--- begin Data for the task ---

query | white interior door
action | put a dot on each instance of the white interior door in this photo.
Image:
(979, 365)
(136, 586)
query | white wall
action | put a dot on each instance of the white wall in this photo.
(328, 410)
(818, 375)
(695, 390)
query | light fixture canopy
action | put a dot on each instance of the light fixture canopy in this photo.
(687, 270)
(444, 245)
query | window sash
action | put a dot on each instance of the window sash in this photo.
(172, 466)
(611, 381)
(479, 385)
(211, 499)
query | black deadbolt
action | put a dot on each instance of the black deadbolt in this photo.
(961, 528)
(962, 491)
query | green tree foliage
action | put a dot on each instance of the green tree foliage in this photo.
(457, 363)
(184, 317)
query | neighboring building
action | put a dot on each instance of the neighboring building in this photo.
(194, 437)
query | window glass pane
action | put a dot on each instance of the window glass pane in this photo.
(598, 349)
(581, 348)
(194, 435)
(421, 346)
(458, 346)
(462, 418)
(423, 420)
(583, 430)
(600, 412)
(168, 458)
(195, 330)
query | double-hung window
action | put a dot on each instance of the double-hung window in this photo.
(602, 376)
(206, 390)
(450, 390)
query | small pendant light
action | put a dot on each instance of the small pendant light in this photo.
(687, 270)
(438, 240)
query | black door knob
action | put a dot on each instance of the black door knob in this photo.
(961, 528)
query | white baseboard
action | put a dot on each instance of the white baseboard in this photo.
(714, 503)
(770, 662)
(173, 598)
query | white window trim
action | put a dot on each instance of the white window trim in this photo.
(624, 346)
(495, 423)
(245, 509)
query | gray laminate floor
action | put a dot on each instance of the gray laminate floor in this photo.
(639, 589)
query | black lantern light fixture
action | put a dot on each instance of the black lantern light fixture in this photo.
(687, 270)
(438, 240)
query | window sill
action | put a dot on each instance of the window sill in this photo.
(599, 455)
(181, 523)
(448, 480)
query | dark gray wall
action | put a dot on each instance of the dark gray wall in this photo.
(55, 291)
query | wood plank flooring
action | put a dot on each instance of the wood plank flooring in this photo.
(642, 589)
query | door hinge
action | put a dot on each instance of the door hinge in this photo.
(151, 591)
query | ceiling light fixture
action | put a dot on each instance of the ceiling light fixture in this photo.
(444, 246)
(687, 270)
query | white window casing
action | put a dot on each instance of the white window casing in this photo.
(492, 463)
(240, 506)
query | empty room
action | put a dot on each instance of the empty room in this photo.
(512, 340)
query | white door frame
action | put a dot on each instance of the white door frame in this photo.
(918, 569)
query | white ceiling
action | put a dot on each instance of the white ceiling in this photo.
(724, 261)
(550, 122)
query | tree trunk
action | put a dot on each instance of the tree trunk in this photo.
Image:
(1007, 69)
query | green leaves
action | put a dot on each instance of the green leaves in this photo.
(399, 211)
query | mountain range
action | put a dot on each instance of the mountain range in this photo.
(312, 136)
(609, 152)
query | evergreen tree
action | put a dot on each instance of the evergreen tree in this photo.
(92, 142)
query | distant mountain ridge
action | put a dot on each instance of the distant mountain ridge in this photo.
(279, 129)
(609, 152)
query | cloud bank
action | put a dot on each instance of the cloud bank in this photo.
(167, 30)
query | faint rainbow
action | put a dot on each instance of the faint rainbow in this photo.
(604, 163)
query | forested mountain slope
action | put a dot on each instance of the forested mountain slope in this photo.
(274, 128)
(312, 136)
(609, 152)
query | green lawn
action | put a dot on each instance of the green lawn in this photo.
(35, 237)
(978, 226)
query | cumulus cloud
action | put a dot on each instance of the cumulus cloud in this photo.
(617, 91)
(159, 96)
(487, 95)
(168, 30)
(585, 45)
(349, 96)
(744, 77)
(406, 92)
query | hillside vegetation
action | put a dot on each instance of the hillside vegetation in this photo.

--- end Data for the task ---

_Task to carry out_:
Type out the material again exactly as presented.

_Reply_:
query | white interior door
action | put a dot on each instance of the white interior door in this photo.
Image:
(979, 365)
(136, 586)
query | white wall
action | put a dot on each instance of the white wall in this photo.
(328, 410)
(818, 375)
(695, 390)
query | light fixture canopy
action | put a dot on each instance of the light fixture canopy in this photo.
(687, 270)
(444, 245)
query | window sash
action | put a dot on each instance of the window sash in this photo.
(172, 466)
(611, 381)
(479, 385)
(211, 499)
query | black deadbolt
action | put a dot on each instance of the black deadbolt in this photo.
(961, 528)
(962, 491)
query | green tree foliage
action | put a dot on each instance of the green tree foliage in this photo.
(457, 363)
(184, 317)
query | neighboring building
action | put a dot on each instance of the neighboring building in this photo.
(194, 437)
query | window glass pane
action | put a dot on each instance of the window glass pane in this photo.
(598, 349)
(581, 348)
(194, 435)
(421, 346)
(458, 346)
(462, 418)
(423, 420)
(583, 430)
(600, 412)
(168, 458)
(195, 330)
query | double-hung window
action | put a dot on each instance of the double-hung window in this photo.
(602, 376)
(206, 390)
(450, 390)
query | small pendant light
action | put a dot on each instance of the small pendant light in this photo.
(687, 270)
(438, 240)
query | black door knob
action | put a dot on each instance of the black door knob in this photo.
(961, 528)
query | white baseboard
action | put a dot on each instance of the white baseboard in this photo.
(714, 503)
(770, 662)
(173, 598)
query | white window trim
action | put a dot on each instance of the white window trim in this photo.
(624, 346)
(495, 423)
(245, 509)
query | gray laminate floor
action | put a dot on each instance of the gray laminate floor in this photo.
(639, 589)
query | black lantern light fixture
action | put a dot on each instance of the black lantern light fixture in this photo.
(687, 270)
(438, 240)
query | window sill
action | put a dot on each instance of the window sill in this photo.
(599, 455)
(181, 523)
(448, 480)
query | dark gray wall
action | put a dot on each instance of the dark gray wall in this photo.
(55, 291)
query | wood plank flooring
action | put a dot on each instance of the wood plank flooring in this photo.
(642, 589)
query | door hinge
action | put a dot on each instance of the door hinge in this photo.
(151, 591)
query | ceiling light fixture
action | put a dot on each instance of the ceiling light fixture in this photo.
(444, 246)
(687, 270)
query | white window casing
action | put a dot on each instance of the white window casing in this photo.
(492, 463)
(240, 506)
query | empty room
action | put a dot on each instance of the empty room in this photo.
(512, 340)
query | white door frame
action | put a dot on each instance of the white door frame in this photo.
(918, 569)
query | white ceiling
action | put a dot on each instance of the white ceiling in this photo.
(724, 261)
(550, 122)
query | tree trunk
action | put a dot on each instance of the tree trunk in this photo.
Image:
(1007, 69)
query | green leaves
action | put a dot on each instance of the green leaves in this photo.
(399, 211)
query | mountain range
action | put a dot on each instance of the mountain range in this photo.
(312, 136)
(609, 152)
query | evergreen tree
action | put a dot on each instance of the evergreen tree in this photo.
(92, 142)
query | distant mountain ridge
action | put a dot on each instance of the distant mountain ridge in this photo.
(279, 129)
(609, 152)
query | cloud bank
action | put a dot on each instance of the cloud bank in this photo.
(167, 30)
query | faint rainbow
action | put a dot on each instance of the faint rainbow in this photo.
(604, 163)
query | forested mountain slope
action | put a dot on each instance of the forested mountain slope in this photo.
(274, 128)
(312, 136)
(609, 152)
query | green lawn
action | put a dot on each instance of the green lawn in this photo.
(35, 237)
(978, 226)
query | cumulus cloud
action | put a dot on each instance of the cumulus cloud in this photo.
(617, 91)
(159, 96)
(487, 95)
(168, 30)
(585, 45)
(349, 96)
(744, 77)
(406, 92)
query | hillside vegetation
action | put a dot on each instance of the hillside vegetation in this photo.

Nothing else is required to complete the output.